-- begin --

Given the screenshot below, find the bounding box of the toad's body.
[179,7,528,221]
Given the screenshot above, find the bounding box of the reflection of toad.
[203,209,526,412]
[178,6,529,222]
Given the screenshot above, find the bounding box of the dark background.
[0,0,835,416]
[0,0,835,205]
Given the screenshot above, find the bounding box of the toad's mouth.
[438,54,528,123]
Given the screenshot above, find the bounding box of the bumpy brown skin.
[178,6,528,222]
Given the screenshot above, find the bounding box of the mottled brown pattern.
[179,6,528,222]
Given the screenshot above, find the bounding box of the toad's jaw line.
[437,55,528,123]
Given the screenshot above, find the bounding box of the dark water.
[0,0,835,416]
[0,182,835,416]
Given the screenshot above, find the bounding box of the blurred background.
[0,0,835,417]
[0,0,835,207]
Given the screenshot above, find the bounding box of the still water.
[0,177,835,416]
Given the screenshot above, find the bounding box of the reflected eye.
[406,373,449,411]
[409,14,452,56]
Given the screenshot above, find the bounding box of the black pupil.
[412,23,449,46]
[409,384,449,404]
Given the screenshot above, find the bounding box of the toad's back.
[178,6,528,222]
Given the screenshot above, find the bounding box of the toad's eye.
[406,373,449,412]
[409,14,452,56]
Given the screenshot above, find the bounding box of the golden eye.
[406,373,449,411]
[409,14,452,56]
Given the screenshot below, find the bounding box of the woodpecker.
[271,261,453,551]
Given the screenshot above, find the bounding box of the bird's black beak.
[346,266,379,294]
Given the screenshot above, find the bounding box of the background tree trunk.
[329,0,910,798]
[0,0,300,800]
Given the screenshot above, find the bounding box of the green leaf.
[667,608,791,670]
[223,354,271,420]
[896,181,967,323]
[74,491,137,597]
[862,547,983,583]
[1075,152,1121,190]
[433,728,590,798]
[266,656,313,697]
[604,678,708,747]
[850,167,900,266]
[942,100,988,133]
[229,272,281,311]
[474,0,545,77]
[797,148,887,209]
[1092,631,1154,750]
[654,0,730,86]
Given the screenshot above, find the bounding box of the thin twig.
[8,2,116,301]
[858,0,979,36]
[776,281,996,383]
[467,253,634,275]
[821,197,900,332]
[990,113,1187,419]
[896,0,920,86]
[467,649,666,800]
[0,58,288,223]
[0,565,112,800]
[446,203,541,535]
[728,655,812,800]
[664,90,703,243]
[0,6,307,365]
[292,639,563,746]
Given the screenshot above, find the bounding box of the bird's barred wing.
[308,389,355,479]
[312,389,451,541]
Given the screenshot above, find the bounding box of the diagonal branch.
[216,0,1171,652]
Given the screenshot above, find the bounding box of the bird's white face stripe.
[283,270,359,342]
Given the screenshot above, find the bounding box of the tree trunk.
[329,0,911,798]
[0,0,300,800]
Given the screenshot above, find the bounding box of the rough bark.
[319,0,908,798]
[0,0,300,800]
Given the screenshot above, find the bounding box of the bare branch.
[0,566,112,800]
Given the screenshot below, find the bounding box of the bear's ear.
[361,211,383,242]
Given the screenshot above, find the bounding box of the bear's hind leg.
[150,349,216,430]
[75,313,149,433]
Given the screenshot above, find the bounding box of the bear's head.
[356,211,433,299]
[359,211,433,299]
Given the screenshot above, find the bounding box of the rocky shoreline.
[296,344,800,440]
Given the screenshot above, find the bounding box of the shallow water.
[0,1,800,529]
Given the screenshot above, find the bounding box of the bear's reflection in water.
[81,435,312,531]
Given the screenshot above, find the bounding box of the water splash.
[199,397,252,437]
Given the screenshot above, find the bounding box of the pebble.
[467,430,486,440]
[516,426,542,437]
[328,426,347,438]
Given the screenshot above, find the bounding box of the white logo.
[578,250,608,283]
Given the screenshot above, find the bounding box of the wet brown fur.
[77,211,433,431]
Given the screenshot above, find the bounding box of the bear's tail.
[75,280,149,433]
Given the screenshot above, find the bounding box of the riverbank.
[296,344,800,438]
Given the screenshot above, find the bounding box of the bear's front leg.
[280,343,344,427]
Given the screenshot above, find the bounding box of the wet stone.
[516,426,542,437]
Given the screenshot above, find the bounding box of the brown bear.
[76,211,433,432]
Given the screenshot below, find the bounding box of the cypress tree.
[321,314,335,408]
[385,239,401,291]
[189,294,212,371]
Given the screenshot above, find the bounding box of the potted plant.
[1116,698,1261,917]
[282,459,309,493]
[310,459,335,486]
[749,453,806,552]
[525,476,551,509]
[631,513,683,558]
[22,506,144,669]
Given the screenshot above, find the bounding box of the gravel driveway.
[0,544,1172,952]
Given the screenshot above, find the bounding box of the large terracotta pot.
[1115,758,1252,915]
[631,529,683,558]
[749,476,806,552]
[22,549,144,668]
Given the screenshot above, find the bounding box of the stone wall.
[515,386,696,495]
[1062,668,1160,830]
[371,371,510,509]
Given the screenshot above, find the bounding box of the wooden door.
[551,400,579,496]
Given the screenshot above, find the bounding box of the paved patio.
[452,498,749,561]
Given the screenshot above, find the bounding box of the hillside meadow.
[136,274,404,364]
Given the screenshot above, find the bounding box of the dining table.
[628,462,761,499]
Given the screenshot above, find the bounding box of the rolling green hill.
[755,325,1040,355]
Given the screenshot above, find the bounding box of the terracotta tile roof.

-- end --

WHAT YOU NEED TO DO: Return all of the data above verbatim, without changing, adding, or leaving out anything.

FINISHED EXERCISE:
Given the screenshot below, find the bounding box of the toad's body.
[179,7,528,221]
Given the screenshot above, find the bounding box of the reflection of toad.
[203,209,526,412]
[178,6,529,222]
Given the screenshot above, find the bounding box of the dark background.
[0,0,835,416]
[0,0,835,205]
Given the screenshot above, find the bounding box of the toad's mouth.
[438,54,528,123]
Given the screenshot above, find the bounding box of the bumpy brown skin.
[178,6,528,222]
Given the screenshot above, find the bounding box of the mottled brown pattern.
[179,6,528,222]
Given the screenshot above, find the bounding box of the toad's jaw line.
[437,55,528,123]
Given the screenshot above, find the bounding box of the dark water.
[0,0,835,416]
[0,182,835,416]
Given the screenshot above, find the bounding box of the blurred background.
[0,0,835,417]
[0,0,835,207]
Given the screenshot above, find the bounding box of the still water.
[0,177,835,416]
Given the screenshot above, find the bounding box of the reflected eye.
[406,373,449,411]
[409,14,452,56]
Given the screenshot above, find the bounding box of the black pupil.
[412,23,449,46]
[409,384,449,404]
Given the screenshot above, find the bounding box of the toad's back.
[178,6,528,222]
Given the screenshot above, find the bounding box of the toad's eye.
[406,373,449,412]
[409,14,452,56]
Given the screenshot above, find the bounding box of the golden eye.
[406,373,449,411]
[409,14,452,56]
Given the screenshot below, find the bounding box of the woodpecker.
[271,261,453,551]
Given the screenshot above, find the bounding box of the bird's black beak.
[346,266,379,294]
Given the screenshot above, find the bounding box of the background tree trunk.
[329,0,910,798]
[0,0,300,800]
Given the screenshot above, find the bounding box of the green leaf.
[667,608,791,670]
[223,354,271,420]
[896,181,967,323]
[74,491,137,597]
[862,547,983,583]
[1075,152,1121,190]
[433,728,590,798]
[266,656,313,697]
[604,678,708,747]
[850,167,900,266]
[942,100,988,133]
[229,272,281,311]
[474,0,545,77]
[797,148,887,209]
[1092,631,1154,750]
[654,0,730,86]
Given the screenshot above, find the bounding box of the thin twig.
[8,2,116,301]
[858,0,979,36]
[776,281,996,383]
[467,253,634,275]
[821,197,900,332]
[990,113,1187,419]
[896,0,920,86]
[467,649,666,800]
[0,58,288,223]
[0,565,112,800]
[446,203,541,535]
[728,655,812,800]
[664,90,703,243]
[0,6,307,365]
[292,639,563,746]
Given the screenshot above, find the bounding box of the bird's barred wing.
[308,389,355,479]
[312,389,451,541]
Given the screenshot above, find the bounding box of the diagonal branch.
[216,0,1171,652]
Given the screenshot above, find the bounding box of the bird's white face stripe.
[283,270,359,342]
Given the screenshot above, find the bounding box of the tree trunk.
[329,0,911,798]
[0,0,300,800]
Given the screenshot above, find the bounding box of the rough bark.
[319,0,908,798]
[0,0,300,800]
Given the screenshot above, find the bounding box of the bare branch.
[0,566,112,800]
Given the screenshot below, find the bounding box of the bear's ear.
[361,211,383,242]
Given the screenshot above, find the bounding box of the bear's hind leg.
[150,349,216,430]
[75,313,149,433]
Given the screenshot above, find the bounding box of the bear's head.
[356,211,433,299]
[359,211,433,299]
Given the screenshot above, find the bounding box of the rocky shoreline.
[296,344,800,440]
Given the screenshot above, find the bounding box of the shallow water.
[0,1,800,529]
Given the screenshot above, find the bounding box of the bear's reflection in water.
[81,435,312,531]
Given the screenshot above, find the bounding box of the water splash.
[199,397,252,437]
Given the screenshot above, find the bounding box of the pebble.
[467,430,486,440]
[516,426,542,437]
[328,426,347,438]
Given the screenshot above, find the bounding box of the white logo.
[578,250,608,283]
Given the screenshot above, find the bounding box of the wet brown fur.
[77,211,433,431]
Given the screenshot above, find the bounding box of the bear's tail.
[75,280,149,433]
Given the screenshot above, find the bounding box of the riverbank.
[296,344,800,438]
Given the screenshot above, find the bounding box of the bear's front leg.
[280,343,344,427]
Given the screenshot above, find the bounding box of the wet stone.
[516,426,542,437]
Given the screenshot above, find the bounding box of the brown bear.
[76,211,433,432]
Given the screenshot below, find the bounding box of the cypress tree.
[321,314,335,408]
[385,239,401,291]
[189,294,212,371]
Given the screenshot above, find the bounding box of the potted plant.
[1116,698,1261,917]
[282,459,309,493]
[310,459,335,486]
[749,453,806,552]
[525,476,551,509]
[631,513,683,558]
[22,506,144,669]
Given the screenshot above, find the bounding box of the gravel driveway.
[0,544,1172,952]
Given the screenshot above, find the bounding box of the large terracotta pot.
[1115,758,1252,915]
[631,529,683,558]
[749,476,806,552]
[22,549,144,668]
Given the screenshot above, find the bounding box of the stone wall.
[515,386,696,495]
[1062,668,1160,830]
[371,371,510,509]
Given the screenshot above, find the bounding box of the wooden door.
[551,400,579,496]
Given the screenshot above, find the bounding box of the paved patio.
[452,498,749,561]
Given the screenshot above, find the bounding box of the hillside meadow.
[136,274,404,364]
Given the screenshot above, find the bounding box of the dining table.
[628,462,761,499]
Given the screenshot above, find the bounding box of the rolling green hill.
[755,325,1040,355]
Given the screenshot above, find the bounding box of the terracotta tile roof.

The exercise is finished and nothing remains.